**Text**

* Begin *

What I Liked about Edmonton - My First Experience

Not many people know that I actually wanted to settle in Alberta upon my immigration to Canada. This province has long attracted me for its...

Not many people know that I actually wanted to settle in Alberta upon my immigration to Canada. This province has long attracted me for its beautiful nature, especially the Canadian Rockies. However, my preference was always Calgary, and never Edmonton. Ironically, I still have not made it to Calgary, even though I've lived in Canada for almost six years.

I'm a strong believer that you should visit any city only if the weather is right for that. What I mean by that is that a "bad" weather (rainy, windy, too cold or too hot, etc.) can bias your opinion and make you have a bad impression.
The weather in Edmonton was perfect with fall colours in its prime, so no wonder I liked Edmonton. 
While it was still summer hot in Toronto in late September with daytime temperatures reaching 30 C / 86 F , Edmonton was already in a deep autumn. The leaves had already turned yellow and were about to fall off the trees.

* End *

**Extracted entries**
* Begin *

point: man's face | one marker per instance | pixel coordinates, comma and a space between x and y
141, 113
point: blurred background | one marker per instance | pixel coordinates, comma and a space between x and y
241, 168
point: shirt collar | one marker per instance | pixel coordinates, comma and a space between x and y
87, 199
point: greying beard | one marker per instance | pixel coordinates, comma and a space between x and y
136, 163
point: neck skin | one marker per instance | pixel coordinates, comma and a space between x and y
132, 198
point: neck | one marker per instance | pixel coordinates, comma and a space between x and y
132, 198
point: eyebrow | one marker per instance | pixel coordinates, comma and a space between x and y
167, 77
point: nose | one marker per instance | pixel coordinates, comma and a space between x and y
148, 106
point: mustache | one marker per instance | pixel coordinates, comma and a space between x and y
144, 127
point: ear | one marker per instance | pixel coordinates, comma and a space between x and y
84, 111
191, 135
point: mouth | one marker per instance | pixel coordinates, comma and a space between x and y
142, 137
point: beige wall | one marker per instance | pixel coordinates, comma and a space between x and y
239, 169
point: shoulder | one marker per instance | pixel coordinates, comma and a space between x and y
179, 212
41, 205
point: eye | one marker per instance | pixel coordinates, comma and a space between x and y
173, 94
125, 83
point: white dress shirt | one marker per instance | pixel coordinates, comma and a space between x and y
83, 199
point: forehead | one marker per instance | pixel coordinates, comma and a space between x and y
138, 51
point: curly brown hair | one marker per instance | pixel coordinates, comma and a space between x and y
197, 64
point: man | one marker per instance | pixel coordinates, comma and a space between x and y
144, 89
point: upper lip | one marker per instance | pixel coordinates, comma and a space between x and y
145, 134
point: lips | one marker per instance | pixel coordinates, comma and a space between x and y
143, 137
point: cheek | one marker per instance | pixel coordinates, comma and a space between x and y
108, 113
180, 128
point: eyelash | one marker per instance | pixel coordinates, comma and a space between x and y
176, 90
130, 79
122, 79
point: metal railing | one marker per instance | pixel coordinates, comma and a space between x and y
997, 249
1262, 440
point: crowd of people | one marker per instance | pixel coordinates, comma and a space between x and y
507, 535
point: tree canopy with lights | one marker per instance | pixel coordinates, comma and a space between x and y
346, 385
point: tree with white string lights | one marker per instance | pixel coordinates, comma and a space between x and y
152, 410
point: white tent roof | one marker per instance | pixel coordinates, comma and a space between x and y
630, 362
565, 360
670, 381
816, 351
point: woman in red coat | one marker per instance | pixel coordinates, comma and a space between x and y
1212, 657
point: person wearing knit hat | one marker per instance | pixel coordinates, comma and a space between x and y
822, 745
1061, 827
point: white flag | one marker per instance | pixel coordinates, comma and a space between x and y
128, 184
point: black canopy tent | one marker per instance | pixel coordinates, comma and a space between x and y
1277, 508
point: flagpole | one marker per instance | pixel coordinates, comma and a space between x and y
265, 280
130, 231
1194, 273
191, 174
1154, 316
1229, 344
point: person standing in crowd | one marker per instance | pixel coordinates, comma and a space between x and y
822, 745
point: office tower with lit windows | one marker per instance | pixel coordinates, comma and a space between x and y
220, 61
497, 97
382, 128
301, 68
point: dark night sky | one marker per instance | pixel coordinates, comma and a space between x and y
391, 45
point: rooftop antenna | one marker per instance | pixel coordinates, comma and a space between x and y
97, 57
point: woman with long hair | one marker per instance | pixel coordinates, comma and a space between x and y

* End *

**Problems and tasks**
• 1. Using the piece about Edmonton, decide whether each statement agrees with it. Answer yes or no for each and quote the words that settle it. (a) The writer's preferred city in Alberta was always Edmonton. (b) The writer has lived in Canada for almost six years. (c) In late September, Edmonton was still as hot as summer.
• 2. Write the next part of the piece about Edmonton, starting after its final sentence.

**Solved tasks**
• 1.
(a) No: "my preference was always Calgary, and never Edmonton."
(b) Yes: "even though I've lived in Canada for almost six years."
(c) No: "Edmonton was already in a deep autumn."

• 2.
High level bridge connects Central and University neighbourhoods across the North Saskatchewan River.
Edmonton's Grouse Grind.
The busiest Pokemon Go's stop in Edmonton.
Edmonton's sign is encouraging to smile.
Being the capital of Alberta, Edmonton hosts the beautiful Alberta Legislature Building. Edmontonians call it "The Ledge". 
It's over a century old and built in the Beaux Arts style.
Alberta Legislature Building sits on the hill overlooking the North Saskatchewan River which was the location of Fort Edmonton, the first permanent fur trading post settled by Europeans in the area.
The flag still shows what country this fort once belonged.
The park around Alberta Legislature Building looked very secluded in the fall, but I'm sure it's very busy in the summer.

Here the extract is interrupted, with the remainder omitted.